* [Task input]

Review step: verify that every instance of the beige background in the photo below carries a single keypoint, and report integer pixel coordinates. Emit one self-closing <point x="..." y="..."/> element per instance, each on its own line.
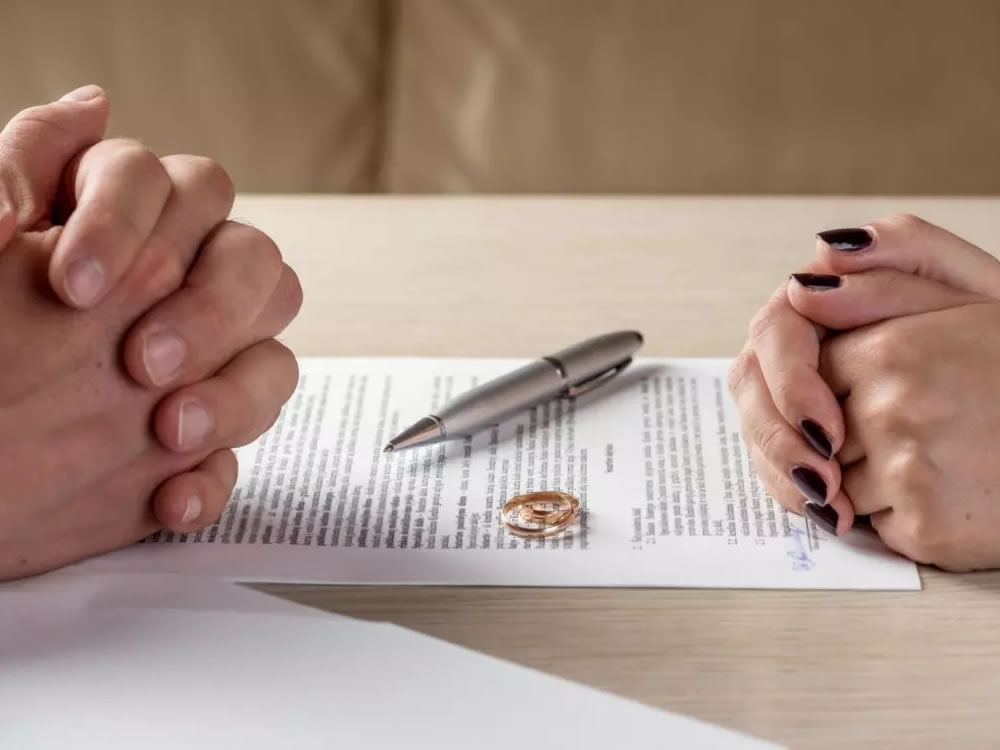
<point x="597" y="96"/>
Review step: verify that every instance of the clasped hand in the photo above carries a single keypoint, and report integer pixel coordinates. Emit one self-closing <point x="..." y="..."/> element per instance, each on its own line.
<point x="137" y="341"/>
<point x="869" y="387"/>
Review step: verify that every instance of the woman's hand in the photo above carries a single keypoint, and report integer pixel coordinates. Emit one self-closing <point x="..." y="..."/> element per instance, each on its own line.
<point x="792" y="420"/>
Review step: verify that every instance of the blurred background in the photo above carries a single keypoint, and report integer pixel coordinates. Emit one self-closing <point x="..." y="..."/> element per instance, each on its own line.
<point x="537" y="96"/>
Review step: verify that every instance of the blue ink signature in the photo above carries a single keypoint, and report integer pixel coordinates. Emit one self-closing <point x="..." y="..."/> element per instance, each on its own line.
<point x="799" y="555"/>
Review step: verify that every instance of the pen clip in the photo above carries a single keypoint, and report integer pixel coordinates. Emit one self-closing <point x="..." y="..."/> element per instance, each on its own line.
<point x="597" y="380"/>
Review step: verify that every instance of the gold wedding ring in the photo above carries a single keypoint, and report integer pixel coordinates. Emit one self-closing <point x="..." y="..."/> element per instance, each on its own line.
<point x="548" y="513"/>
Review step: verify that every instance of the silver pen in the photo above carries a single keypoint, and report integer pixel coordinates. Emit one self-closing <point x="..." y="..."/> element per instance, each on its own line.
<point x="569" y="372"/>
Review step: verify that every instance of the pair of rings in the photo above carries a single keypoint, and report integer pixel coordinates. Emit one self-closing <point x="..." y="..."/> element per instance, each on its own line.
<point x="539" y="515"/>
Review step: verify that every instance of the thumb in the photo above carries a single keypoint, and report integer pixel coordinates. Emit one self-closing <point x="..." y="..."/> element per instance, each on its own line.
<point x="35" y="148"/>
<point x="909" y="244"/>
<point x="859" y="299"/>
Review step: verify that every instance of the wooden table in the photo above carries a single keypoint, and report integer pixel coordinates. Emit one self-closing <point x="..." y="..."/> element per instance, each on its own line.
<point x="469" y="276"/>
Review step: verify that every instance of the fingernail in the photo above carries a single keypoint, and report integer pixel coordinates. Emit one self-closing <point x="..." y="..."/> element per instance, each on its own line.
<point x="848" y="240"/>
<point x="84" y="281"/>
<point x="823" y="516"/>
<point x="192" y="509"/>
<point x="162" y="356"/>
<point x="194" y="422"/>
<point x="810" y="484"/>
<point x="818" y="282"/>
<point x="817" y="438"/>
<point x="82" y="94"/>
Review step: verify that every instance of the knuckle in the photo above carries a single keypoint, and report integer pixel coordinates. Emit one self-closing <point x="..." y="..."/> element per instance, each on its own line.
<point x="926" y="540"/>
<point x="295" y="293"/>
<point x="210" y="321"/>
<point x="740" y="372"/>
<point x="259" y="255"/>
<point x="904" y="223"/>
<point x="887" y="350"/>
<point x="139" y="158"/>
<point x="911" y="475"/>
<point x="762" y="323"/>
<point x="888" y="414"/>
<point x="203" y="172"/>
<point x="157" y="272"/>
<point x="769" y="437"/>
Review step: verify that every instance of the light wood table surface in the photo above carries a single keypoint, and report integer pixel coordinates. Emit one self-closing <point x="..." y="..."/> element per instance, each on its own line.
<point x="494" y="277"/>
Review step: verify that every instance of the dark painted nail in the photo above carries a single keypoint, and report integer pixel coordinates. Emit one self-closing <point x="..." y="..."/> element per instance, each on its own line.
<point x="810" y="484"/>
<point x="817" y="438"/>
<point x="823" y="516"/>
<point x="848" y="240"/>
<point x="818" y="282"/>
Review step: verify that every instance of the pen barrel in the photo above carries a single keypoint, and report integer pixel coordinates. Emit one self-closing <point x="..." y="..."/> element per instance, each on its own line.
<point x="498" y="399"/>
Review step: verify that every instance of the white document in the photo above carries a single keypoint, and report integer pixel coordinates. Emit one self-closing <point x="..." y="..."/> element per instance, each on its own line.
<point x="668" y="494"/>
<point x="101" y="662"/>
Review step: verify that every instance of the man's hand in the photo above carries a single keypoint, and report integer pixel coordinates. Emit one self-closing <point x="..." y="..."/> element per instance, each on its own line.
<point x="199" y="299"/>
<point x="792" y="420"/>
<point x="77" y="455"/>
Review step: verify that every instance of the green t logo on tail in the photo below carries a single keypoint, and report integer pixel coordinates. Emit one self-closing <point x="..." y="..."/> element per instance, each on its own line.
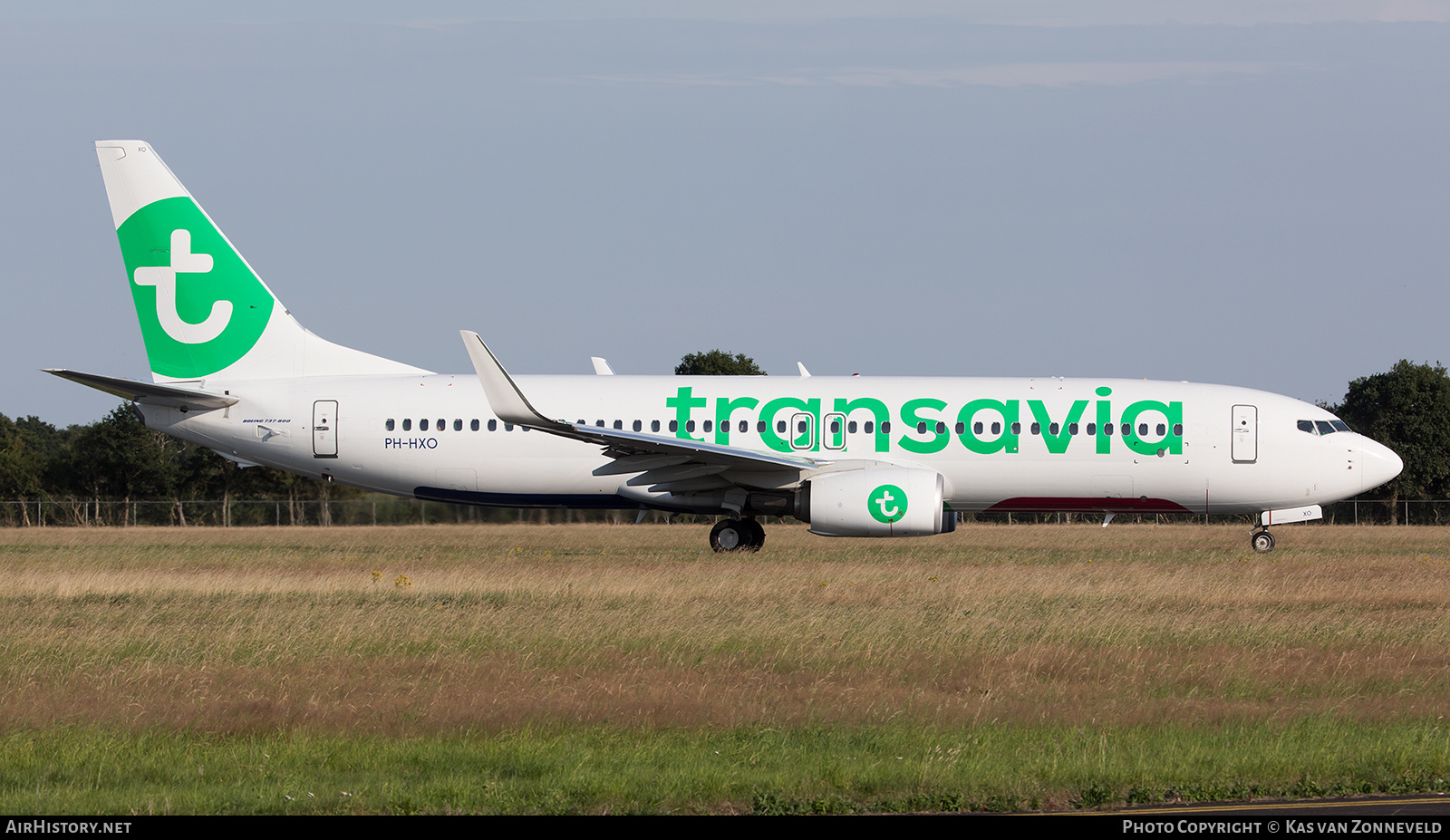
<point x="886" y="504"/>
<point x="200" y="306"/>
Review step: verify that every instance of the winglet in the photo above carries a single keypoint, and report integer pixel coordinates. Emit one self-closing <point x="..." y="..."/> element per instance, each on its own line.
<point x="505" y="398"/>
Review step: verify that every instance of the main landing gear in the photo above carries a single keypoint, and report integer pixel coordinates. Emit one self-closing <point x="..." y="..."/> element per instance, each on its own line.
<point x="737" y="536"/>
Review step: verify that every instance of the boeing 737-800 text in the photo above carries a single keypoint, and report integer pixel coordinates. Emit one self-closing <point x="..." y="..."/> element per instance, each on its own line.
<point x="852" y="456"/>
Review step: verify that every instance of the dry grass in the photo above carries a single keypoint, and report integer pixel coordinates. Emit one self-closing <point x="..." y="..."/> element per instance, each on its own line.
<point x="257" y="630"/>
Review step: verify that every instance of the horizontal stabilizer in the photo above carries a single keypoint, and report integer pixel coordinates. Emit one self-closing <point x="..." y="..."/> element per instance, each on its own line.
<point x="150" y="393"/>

* [Stated goal] Every line from the one containing "Review step: verify that every instance of the boeing" through the end of the entries above must be echoed exactly, with both ends kept.

* [Complete output]
Review step: verify that every instance of the boeing 737-800 text in the photo above carries a single keypoint, and report integer pixel coordinates. Emit one self-closing <point x="..." y="..."/> element per instance, each on its own line.
<point x="852" y="456"/>
Review step: verify that every instance of the dry grass in the photo above carries a single keypoint, and report integer pixel coordinates. Emit one self-closing <point x="..." y="..."/> element per instance, each on its own line.
<point x="257" y="630"/>
Review step: verify that every instance of the horizontal stabilizer in the photo above carries a single keypoint, and report integer pixel coordinates. Emit one self-closing <point x="..." y="..."/> element per instance, each on its own line.
<point x="150" y="393"/>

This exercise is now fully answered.